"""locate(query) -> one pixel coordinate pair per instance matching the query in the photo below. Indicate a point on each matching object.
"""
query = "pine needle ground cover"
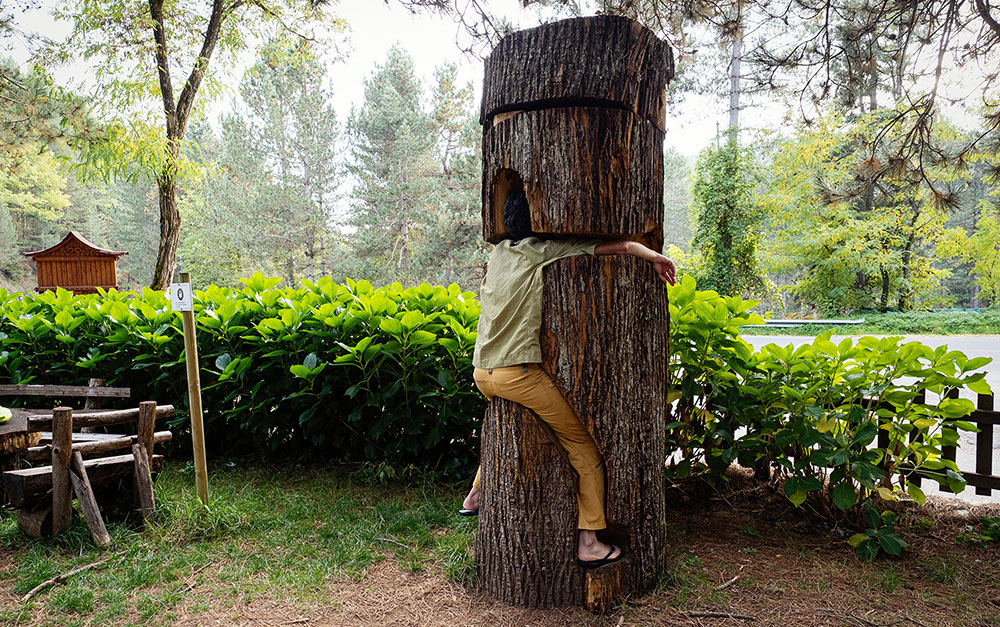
(313, 546)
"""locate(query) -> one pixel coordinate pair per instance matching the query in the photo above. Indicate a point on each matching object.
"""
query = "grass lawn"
(307, 546)
(912, 322)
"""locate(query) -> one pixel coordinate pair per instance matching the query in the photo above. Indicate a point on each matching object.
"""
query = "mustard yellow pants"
(530, 385)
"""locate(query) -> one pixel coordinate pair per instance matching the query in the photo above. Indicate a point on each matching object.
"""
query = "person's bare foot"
(471, 501)
(591, 549)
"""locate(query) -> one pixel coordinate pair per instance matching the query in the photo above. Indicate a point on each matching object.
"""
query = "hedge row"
(352, 373)
(812, 415)
(328, 371)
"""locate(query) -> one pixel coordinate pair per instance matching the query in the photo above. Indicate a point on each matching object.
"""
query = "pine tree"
(453, 250)
(294, 130)
(392, 138)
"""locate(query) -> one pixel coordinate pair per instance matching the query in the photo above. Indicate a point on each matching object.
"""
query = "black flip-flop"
(602, 562)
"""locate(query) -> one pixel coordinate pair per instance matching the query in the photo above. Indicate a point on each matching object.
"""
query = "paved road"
(972, 346)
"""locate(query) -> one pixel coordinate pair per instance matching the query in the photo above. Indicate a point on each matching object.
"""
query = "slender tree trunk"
(177, 113)
(170, 232)
(884, 299)
(735, 57)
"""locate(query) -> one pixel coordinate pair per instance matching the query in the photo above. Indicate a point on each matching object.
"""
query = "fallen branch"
(60, 579)
(700, 614)
(728, 583)
(194, 581)
(408, 548)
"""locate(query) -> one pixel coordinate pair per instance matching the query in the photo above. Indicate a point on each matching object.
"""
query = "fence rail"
(986, 417)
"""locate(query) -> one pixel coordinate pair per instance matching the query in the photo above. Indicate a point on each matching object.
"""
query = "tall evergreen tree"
(452, 249)
(392, 140)
(292, 126)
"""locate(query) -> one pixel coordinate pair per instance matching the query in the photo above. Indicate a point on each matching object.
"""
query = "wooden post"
(62, 451)
(92, 402)
(88, 503)
(984, 444)
(144, 483)
(147, 426)
(573, 115)
(194, 396)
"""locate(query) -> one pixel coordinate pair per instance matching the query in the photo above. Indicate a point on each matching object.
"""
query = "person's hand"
(665, 269)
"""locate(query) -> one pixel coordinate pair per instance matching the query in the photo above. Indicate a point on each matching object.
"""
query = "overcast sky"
(430, 38)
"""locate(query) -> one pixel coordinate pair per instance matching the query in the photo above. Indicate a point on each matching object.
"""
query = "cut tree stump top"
(603, 61)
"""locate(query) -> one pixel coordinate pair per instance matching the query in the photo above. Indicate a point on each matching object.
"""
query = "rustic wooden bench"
(44, 495)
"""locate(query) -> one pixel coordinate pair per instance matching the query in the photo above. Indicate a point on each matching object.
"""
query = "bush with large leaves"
(325, 371)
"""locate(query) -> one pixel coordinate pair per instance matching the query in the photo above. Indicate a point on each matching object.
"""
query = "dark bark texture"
(605, 61)
(605, 343)
(586, 171)
(573, 116)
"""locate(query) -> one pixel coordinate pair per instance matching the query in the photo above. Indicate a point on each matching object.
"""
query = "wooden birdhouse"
(77, 265)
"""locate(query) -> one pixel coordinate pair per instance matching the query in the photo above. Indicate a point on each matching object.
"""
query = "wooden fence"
(986, 417)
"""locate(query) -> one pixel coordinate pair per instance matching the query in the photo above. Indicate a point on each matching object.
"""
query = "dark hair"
(516, 216)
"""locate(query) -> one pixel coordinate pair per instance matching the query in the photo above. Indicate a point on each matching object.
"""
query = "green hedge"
(328, 371)
(813, 414)
(352, 373)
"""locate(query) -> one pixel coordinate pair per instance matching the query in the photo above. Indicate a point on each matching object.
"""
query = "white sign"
(181, 298)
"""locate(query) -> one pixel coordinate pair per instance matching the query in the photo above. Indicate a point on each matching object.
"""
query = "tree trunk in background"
(170, 232)
(735, 57)
(573, 116)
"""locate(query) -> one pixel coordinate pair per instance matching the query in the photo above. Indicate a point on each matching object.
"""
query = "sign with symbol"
(181, 298)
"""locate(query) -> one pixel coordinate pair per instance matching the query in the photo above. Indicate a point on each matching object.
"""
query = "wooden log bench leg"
(144, 484)
(88, 503)
(35, 519)
(62, 450)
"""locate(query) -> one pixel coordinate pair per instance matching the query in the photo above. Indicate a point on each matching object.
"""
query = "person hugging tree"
(508, 357)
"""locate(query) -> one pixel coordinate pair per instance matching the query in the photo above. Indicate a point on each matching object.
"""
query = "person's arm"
(664, 266)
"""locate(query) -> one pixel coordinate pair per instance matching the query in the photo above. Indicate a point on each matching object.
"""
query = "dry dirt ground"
(791, 571)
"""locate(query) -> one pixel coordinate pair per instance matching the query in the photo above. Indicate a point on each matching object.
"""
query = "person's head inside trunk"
(516, 216)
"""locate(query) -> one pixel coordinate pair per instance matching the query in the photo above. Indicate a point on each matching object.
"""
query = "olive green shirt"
(511, 299)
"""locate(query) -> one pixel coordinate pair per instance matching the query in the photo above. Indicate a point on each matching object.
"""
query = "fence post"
(984, 444)
(949, 452)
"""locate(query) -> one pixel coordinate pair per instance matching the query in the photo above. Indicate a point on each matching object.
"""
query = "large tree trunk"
(573, 116)
(605, 342)
(586, 171)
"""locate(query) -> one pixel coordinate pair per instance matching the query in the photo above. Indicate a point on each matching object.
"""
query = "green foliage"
(982, 249)
(267, 202)
(990, 532)
(879, 536)
(728, 221)
(36, 112)
(392, 139)
(813, 414)
(332, 371)
(848, 230)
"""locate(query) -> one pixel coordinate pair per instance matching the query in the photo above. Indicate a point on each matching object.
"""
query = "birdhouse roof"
(75, 245)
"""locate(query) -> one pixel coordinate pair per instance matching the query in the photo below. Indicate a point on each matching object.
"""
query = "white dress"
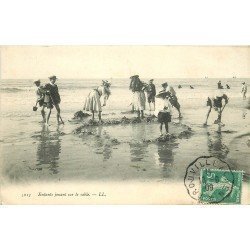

○ ○ ○ ○ ○

> _Directive_: Count the lines in the rows above that contain the string "tree". Reply with the number alone.

> _Answer below_: 7